**REQUIRED TASKS:**
1. Answer these questions from the biofuel text:
(a) Which plant supplied the gene that researchers introduced into the small mustard-family plant?
(b) For what share of the time has that model plant proved true for oil-seed crop species?
(c) What percentage of the oil in the transformed plant's seeds is currently the desirable fat?
2. Reproduce the biofuel text word for word from "While it might" up to and including "oil each time.".
3. List every plant that the biofuel text mentions by name.

**TEXT:**
If we’re going to get serious about reducing our dependence on imported oil and producing car and truck fuel from plants, there’s a bit more work to do. Although it’s true that you can make biodiesel out of almost any oil, even if it’s been used in a fast-food fryer vat, using any old oil as fuel for your car or truck can lead to problems, says John Browse, professor at the Institute for Biological Chemistry. One of his lab’s research projects, undertaken about six years ago, concerns the production of biofuels from crop plants.

Ethanol, made from corn, is an eco-friendly fuel for gasoline engines. Biodiesel, made from vegetable oil, is the equivalent alternative fuel for diesel engines. The problem is that, as is the case for humans, you don’t want to put just any vegetable oil in your fuel tank. Oils that are high in the smaller polyunsaturated fats, like the ones you and I aren’t supposed to eat, make a bit of a mess in an internal combustion engine too, says Browse. Studies in other laboratories have shown that those fats tend to produce nitrous oxide, a harmful component of smog, and diesel made from them is unstable and can clog fuel lines or damage engine parts.

Luckily, some plants do make fats that can work well in your vehicle or have other uses in the chemical industry. One is made by the castor bean plant, and a gene involved in its production has been introduced into Arabadopsis thaliana, the small mustard-family plant that is the plant researchers’ workhorse organism.

While it might seem more straightforward either to grow castor beans and harvest the oil from them or to take the less desirable oils made by standard crop plants such as canola and change them via chemical manipulation or refining, neither would work well. Castor is a poor crop plant, says Browse. And altering oils chemically is extremely expensive and would have to be done for each new batch of oil. An appropriately engineered oil-seed plant will yield the desired oil each time.

The initial work such as Browse’s is done in Arabadopsis instead of crop plants, because Arabadopsis is well studied and understood. It has served as an excellent model system for oil-seed crop species, proving true between 80 and 90 percent of the time, says Browse.

The good news is that the Arabadopsis transformed with the castor gene makes the desirable fat. The bad news is that the plant doesn’t make much of it. “We believe it’s because the plant doesn’t know what to do with the unusual fat,” says Browse.

Browse and his lab are using three different approaches to try to increase the amount of desirable fat that the transformed plant makes, from the current 17 percent of the oil its seeds produce to 80 or 90 percent. They’ve already managed an almost two-fold increase.

(Data entries)
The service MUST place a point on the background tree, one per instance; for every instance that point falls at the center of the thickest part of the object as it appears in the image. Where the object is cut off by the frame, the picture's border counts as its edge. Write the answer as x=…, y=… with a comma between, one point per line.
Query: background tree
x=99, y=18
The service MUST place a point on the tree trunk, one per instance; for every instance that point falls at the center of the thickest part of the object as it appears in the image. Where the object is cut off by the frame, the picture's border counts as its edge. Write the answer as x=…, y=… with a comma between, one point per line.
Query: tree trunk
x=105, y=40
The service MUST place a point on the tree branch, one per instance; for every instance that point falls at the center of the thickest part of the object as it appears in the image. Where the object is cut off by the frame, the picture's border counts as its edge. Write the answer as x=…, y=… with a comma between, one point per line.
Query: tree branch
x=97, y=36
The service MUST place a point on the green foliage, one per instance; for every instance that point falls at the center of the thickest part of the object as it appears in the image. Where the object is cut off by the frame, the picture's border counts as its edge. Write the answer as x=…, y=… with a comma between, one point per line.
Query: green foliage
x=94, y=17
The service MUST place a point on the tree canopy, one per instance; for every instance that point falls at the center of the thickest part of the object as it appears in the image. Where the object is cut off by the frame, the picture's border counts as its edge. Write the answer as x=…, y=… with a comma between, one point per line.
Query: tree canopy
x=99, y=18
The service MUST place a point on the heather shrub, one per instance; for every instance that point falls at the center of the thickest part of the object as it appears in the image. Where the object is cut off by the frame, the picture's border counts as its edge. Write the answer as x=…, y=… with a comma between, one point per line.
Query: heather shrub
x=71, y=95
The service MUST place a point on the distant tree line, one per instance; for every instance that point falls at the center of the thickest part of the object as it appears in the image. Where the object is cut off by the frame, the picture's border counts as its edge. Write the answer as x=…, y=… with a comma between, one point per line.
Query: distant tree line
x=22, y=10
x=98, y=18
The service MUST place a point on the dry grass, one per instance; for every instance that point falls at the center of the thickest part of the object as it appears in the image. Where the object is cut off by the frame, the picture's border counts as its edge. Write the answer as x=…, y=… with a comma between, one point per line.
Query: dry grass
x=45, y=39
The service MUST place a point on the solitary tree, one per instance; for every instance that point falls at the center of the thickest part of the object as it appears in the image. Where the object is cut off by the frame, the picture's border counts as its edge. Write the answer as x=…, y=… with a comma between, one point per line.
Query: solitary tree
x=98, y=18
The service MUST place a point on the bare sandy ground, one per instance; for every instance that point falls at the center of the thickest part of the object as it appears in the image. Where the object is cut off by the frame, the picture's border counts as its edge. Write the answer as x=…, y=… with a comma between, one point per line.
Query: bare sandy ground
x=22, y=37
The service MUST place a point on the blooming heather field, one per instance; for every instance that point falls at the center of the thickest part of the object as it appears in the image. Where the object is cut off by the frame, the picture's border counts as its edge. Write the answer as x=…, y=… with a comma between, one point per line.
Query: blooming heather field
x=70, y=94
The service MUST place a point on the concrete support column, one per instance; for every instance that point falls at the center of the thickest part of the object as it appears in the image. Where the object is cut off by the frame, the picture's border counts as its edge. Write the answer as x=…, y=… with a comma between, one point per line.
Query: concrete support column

**WRITTEN RESPONSES:**
1.
(a) The castor bean plant
(b) Between 80 and 90 percent of the time
(c) 17 percent

2.
While it might seem more straightforward either to grow castor beans and harvest the oil from them or to take the less desirable oils made by standard crop plants such as canola and change them via chemical manipulation or refining, neither would work well. Castor is a poor crop plant, says Browse. And altering oils chemically is extremely expensive and would have to be done for each new batch of oil. An appropriately engineered oil-seed plant will yield the desired oil each time.

3.
Corn
Castor bean
Arabadopsis thaliana
Canola